> ARTICLE:

Another example of a disciplinary consequence is the child not putting his/her bike away in the garage and the rain causes the bike to rust. Or, the child missing a fun outing because he/she wouldn’t get dressed in time to go. None of these are punitive, but the child will be sad.

A natural consequence happens naturally. Children refusing to wear a coat outside will get cold. Hitting a friend makes the friend cry and not want to play anymore. We don’t need to impose any other consequence or punishment on children. They will learn from the natural consequence especially if we are there to talk to them about what happened. God allows us to deal with the natural consequences of our actions.

A logical consequence is imposed by us, but it still directly relates to the child’s behavior. For example, if the child refuses to turn off the TV to do his or her homework, he or she won’t finish his or her homework on time and will get a lower grade. And since TV is interfering with homework, he or she may not be able to watch as much TV for a while. If a child lies about where he or she went with his or her friends, then he or she won’t be able to go out with friends alone until he or she wins back our trust.

One thing I must caution with using logical consequences with children is that it is very easy to use them to punish children. Again, the idea behind logical consequences is not to punish our children. They are to continue helping our children take responsibility for their actions, to help produce godly sorrow in them instead of worldly sorrow. Godly sorrow makes the child truly want to repent and make things right.

(Dataset records)
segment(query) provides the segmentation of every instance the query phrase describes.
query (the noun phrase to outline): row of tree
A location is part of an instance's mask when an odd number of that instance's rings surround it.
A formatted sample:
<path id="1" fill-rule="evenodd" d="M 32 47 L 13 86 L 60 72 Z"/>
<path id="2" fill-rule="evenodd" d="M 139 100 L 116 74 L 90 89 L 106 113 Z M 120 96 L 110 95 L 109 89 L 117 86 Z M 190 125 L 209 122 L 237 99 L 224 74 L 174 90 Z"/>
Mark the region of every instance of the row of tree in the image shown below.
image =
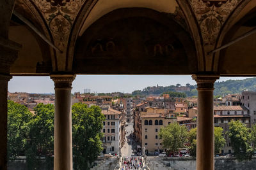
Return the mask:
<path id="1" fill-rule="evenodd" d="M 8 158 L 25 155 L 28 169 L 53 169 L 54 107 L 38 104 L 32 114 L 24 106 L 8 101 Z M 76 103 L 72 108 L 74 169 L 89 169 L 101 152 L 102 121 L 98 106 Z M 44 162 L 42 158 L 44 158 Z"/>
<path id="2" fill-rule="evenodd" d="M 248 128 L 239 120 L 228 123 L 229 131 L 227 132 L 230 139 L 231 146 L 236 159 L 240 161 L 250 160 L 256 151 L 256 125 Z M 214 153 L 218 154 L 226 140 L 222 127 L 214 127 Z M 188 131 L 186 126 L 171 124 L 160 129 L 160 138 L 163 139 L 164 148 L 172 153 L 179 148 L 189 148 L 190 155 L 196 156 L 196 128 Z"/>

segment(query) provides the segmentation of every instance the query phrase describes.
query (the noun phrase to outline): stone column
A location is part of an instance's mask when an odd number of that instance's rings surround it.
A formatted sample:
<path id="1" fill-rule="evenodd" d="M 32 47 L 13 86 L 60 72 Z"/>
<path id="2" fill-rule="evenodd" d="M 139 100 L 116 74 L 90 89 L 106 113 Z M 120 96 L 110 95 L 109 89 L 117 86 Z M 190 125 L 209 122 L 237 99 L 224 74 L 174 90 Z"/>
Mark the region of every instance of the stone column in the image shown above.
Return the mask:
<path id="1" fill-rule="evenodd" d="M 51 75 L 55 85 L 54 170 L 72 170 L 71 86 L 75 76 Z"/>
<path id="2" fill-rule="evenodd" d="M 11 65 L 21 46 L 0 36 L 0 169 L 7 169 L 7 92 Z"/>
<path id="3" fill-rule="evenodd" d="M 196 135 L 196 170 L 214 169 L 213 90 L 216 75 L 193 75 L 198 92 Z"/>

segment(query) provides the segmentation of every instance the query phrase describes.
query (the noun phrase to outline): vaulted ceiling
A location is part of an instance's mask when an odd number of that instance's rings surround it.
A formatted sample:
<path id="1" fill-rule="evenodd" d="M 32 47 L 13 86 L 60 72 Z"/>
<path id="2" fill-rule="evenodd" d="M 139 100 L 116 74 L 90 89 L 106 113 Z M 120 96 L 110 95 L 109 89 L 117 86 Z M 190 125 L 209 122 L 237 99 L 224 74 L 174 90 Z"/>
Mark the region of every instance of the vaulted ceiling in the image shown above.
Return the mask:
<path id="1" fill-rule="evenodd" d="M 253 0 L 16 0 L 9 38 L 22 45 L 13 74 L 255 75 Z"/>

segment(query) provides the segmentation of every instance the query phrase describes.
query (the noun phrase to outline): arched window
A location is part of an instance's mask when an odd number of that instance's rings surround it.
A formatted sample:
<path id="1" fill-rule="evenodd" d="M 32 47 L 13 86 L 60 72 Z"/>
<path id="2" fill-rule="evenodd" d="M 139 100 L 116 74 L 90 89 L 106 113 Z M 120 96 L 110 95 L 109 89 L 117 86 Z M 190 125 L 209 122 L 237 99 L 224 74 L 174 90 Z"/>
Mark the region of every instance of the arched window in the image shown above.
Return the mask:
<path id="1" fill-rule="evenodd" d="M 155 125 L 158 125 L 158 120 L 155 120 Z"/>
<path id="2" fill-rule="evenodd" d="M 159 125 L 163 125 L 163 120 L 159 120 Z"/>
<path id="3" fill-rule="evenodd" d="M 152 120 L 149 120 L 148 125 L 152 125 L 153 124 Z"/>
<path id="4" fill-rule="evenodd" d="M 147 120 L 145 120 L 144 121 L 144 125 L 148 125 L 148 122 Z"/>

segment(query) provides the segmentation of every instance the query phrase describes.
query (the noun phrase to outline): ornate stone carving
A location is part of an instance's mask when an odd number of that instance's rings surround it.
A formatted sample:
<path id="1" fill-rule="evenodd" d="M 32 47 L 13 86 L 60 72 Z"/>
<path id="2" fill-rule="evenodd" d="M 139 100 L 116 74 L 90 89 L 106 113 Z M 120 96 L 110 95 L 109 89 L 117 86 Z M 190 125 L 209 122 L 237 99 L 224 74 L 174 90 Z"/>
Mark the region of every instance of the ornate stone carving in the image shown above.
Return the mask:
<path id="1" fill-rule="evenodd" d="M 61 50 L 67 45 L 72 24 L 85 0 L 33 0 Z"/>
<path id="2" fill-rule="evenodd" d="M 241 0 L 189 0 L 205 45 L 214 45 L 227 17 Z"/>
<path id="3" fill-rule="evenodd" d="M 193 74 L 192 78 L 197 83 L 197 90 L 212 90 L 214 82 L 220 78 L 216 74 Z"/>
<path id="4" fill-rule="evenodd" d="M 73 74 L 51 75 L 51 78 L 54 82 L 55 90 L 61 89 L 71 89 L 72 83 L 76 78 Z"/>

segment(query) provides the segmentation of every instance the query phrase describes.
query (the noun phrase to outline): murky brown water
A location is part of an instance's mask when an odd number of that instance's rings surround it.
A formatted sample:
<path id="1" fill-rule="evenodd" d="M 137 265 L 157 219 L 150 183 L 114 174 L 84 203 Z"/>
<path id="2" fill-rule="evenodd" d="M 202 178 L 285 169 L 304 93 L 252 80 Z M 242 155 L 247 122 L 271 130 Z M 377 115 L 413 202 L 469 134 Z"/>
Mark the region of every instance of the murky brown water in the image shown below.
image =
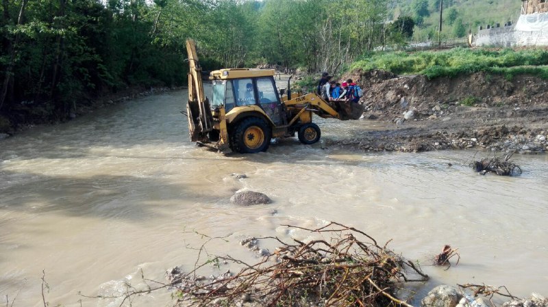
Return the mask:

> TASK: Retype the passage on consequences for children word for word, beginning at the words "One thing I" and stopping after the words "make things right.".

> RESPONSE BELOW:
One thing I must caution with using logical consequences with children is that it is very easy to use them to punish children. Again, the idea behind logical consequences is not to punish our children. They are to continue helping our children take responsibility for their actions, to help produce godly sorrow in them instead of worldly sorrow. Godly sorrow makes the child truly want to repent and make things right.